▸ Written exercise: Locate the line with "this form: (359,297)." in the material. Copy that line and each one after it, through the last, exactly and with nothing else.

Coordinate annotation entries:

◆ ◆ ◆ ◆

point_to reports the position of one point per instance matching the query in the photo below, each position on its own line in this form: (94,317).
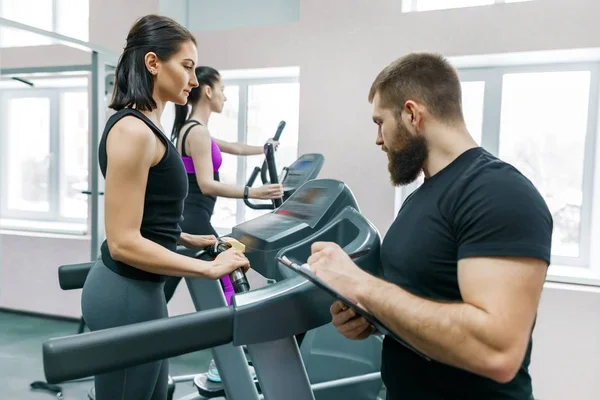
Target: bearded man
(465,260)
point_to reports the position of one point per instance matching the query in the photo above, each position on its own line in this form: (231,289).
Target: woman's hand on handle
(274,142)
(267,192)
(227,262)
(197,241)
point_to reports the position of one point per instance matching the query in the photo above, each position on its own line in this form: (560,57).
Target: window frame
(568,269)
(55,23)
(409,6)
(55,166)
(242,137)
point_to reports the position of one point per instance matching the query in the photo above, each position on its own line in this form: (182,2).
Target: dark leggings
(109,300)
(196,221)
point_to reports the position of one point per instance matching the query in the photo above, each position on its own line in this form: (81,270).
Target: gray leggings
(109,300)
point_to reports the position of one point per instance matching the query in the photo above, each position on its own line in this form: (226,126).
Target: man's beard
(405,165)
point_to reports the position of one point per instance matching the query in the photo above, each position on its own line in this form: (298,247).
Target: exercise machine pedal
(207,388)
(170,388)
(210,390)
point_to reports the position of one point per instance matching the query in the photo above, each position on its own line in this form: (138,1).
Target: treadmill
(266,320)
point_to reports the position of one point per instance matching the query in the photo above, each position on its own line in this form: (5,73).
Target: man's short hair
(426,78)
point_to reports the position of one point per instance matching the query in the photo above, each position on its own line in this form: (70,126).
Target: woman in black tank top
(146,185)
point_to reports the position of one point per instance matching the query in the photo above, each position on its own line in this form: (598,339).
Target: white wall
(207,15)
(340,45)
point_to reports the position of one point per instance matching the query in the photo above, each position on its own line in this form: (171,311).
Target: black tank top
(166,189)
(195,196)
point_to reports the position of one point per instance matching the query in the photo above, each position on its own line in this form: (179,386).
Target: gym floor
(21,338)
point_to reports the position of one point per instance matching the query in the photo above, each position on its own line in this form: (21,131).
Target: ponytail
(181,113)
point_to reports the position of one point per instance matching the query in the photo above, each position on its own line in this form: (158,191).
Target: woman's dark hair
(133,82)
(206,76)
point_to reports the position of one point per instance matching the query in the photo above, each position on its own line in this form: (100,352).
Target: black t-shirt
(476,206)
(166,190)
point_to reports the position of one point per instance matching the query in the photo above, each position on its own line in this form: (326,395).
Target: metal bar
(45,70)
(69,41)
(346,381)
(242,138)
(97,117)
(55,154)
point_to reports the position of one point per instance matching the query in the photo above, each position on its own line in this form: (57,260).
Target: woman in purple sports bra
(201,155)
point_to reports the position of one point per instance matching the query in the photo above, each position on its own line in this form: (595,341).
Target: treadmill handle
(250,182)
(270,158)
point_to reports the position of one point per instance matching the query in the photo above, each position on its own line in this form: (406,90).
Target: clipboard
(304,270)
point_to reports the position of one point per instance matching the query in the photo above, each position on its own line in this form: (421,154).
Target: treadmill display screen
(306,204)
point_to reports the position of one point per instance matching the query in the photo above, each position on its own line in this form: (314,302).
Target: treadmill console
(307,210)
(304,169)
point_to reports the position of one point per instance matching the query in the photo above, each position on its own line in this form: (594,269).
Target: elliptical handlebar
(270,168)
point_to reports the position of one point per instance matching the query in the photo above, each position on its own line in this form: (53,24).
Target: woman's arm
(132,149)
(199,147)
(239,149)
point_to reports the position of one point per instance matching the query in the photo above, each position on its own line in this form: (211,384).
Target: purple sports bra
(215,152)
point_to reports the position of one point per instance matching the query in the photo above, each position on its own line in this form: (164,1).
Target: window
(550,151)
(67,17)
(430,5)
(517,114)
(256,103)
(44,156)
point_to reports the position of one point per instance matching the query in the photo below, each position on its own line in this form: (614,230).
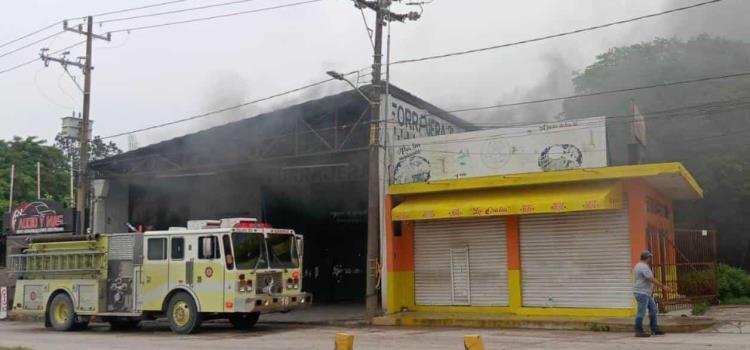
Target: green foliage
(699,309)
(54,163)
(736,301)
(704,125)
(734,283)
(696,283)
(25,153)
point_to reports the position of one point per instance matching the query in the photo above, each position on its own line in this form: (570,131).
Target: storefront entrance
(461,262)
(576,260)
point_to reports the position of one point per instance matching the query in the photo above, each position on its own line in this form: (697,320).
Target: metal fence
(686,262)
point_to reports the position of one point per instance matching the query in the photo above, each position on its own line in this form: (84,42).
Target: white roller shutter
(576,260)
(438,255)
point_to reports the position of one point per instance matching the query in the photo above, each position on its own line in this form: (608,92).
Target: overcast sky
(157,75)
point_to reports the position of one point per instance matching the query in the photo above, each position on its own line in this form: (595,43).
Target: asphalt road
(288,336)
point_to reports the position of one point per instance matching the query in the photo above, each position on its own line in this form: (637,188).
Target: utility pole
(38,180)
(84,63)
(382,15)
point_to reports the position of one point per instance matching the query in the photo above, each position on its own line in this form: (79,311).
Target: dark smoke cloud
(556,82)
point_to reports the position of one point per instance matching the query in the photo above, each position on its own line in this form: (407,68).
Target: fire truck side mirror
(207,248)
(300,245)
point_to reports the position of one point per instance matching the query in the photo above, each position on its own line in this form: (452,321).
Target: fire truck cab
(231,268)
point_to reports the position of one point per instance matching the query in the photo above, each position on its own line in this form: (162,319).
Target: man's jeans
(645,302)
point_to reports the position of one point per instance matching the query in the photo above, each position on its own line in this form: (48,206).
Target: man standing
(643,292)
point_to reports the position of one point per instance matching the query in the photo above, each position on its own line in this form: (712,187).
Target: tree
(704,125)
(24,153)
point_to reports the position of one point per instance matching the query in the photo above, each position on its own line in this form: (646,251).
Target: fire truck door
(177,265)
(155,273)
(208,272)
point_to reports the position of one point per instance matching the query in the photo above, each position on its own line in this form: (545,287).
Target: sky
(158,75)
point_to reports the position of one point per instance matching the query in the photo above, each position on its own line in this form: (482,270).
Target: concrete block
(344,342)
(473,342)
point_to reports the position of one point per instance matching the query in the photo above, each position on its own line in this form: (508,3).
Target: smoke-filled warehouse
(303,167)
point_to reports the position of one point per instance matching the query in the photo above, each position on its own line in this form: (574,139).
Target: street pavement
(278,336)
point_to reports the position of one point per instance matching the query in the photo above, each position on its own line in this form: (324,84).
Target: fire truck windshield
(282,251)
(249,252)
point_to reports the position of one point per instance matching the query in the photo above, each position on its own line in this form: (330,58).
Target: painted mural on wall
(555,146)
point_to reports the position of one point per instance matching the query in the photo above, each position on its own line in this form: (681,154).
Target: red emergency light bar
(251,224)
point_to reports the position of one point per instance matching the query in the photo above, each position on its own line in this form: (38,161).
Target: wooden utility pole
(10,196)
(38,180)
(382,16)
(85,66)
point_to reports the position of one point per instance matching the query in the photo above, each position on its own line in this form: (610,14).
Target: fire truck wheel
(183,314)
(61,314)
(244,321)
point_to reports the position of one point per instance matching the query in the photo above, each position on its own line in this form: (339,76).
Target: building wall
(400,260)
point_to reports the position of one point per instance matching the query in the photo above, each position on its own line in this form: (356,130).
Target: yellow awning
(511,201)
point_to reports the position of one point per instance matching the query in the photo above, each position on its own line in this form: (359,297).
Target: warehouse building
(303,167)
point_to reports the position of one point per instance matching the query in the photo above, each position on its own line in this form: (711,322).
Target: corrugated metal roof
(306,107)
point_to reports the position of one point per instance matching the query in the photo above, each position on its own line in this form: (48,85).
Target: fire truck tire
(183,314)
(81,326)
(61,313)
(244,321)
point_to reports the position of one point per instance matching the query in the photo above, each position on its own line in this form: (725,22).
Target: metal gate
(687,263)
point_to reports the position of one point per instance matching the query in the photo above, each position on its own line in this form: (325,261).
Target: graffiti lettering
(411,123)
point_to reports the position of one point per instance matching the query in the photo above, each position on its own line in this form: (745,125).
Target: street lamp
(339,76)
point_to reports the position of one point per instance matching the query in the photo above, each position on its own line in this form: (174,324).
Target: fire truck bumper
(273,303)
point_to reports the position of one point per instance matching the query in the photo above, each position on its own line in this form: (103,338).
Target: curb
(596,325)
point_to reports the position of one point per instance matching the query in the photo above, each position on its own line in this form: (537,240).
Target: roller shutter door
(461,262)
(576,260)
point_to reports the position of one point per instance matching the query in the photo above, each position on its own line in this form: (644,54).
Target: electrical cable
(26,63)
(739,103)
(31,44)
(136,8)
(29,34)
(231,14)
(173,11)
(552,36)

◆ ◆ ◆ ◆

▸ Finished task:
point_to reports the position of one point per instance matching the query in the photo above, each position on its own line in this form: (359,297).
Target: warehouse building
(303,167)
point_to reports the position of one point per instance matching the query in the photo above, each position on its own line in this form: (711,322).
Target: corrugated metal roof
(306,107)
point_to reports the position of one point per instance matching the query in the photo above, each position on its own line in this form: (48,85).
Target: fire truck tire
(183,314)
(81,326)
(61,313)
(244,321)
point_to reports the position of one point per instance matching the query in the photo above, each position on its own line in this form: (725,22).
Target: metal gate
(687,263)
point_to reports the position of one point per instance matching the query in the photo above, each position on its own line in this form: (325,261).
Target: graffiti lettering
(411,123)
point_to reports the position of one point per instance matching the query in the photo above, each position on its own line in this form: (745,125).
Target: street lamp
(339,76)
point_to reports the position of one point per instance matching the query in the photo above, each position on its own line in this form: (174,324).
Target: fire truck bumper
(273,303)
point_to reports the position of one point per instance matching the query in the photo above, each position on its own line in this form: (103,338).
Target: curb
(596,325)
point_to reports the position of one point per instance matching the query in the photo above, each position on its own line in this form: (537,240).
Target: roller shutter door
(461,262)
(576,260)
point_to reports the position of one point per instance matching the query in the photo above, each position on its own line in this form: (644,54).
Target: electrical cable
(26,63)
(739,103)
(31,44)
(136,8)
(29,34)
(231,14)
(173,11)
(552,36)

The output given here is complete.